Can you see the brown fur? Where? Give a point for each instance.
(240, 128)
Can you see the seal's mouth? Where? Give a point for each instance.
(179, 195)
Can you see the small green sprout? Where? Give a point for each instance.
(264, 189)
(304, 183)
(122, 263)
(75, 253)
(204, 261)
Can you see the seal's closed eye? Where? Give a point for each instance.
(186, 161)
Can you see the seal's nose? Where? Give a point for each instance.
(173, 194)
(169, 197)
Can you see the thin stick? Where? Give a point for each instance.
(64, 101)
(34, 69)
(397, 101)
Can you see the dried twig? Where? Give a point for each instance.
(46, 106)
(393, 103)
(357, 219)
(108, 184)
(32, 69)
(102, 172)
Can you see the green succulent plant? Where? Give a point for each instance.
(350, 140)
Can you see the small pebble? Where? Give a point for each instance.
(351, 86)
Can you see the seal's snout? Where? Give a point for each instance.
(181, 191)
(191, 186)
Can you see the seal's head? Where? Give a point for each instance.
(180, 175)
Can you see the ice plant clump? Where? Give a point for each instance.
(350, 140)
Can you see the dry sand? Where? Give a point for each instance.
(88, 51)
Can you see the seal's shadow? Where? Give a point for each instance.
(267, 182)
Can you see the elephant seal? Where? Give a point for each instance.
+ + +
The task:
Each of the records is to be written out again exactly.

Task response:
Can you see the brown fur? Where? Give a point for each instance.
(240, 128)
Can you see the seal's mouth? Where? Give a point for each instance.
(179, 195)
Can you see the small green sprout? Where? Give a point for each instance.
(264, 189)
(304, 183)
(122, 263)
(75, 253)
(204, 261)
Can you see the seal's closed eye? Where? Give a point for each instance.
(186, 161)
Can you see the seal's nose? Where? Give a point for each instance.
(173, 194)
(169, 197)
Can you see the thin stick? Where? Give a point for each instance.
(64, 101)
(34, 69)
(397, 101)
Can you see the dried twig? Where? Give a point for each instance.
(46, 106)
(393, 103)
(357, 219)
(108, 184)
(32, 69)
(102, 172)
Can you see the green succulent plant? Where? Give a point for each instance.
(350, 140)
Can you see the small pebble? Where? Give a point for each instance.
(351, 86)
Can you see the seal's snout? Where? Give a point for each instance.
(181, 191)
(191, 186)
Can you see the seal's head? Where? Give a point for each instance.
(180, 175)
Can you see the ice plant clump? Where? Give a point for each instance.
(350, 140)
Can you see the dry sand? Where? Give a point for each instance.
(88, 51)
Can you see the seal's shadow? Where? Give a point for each instance.
(267, 182)
Can you see the elephant seal? Where? Give a point for each instance.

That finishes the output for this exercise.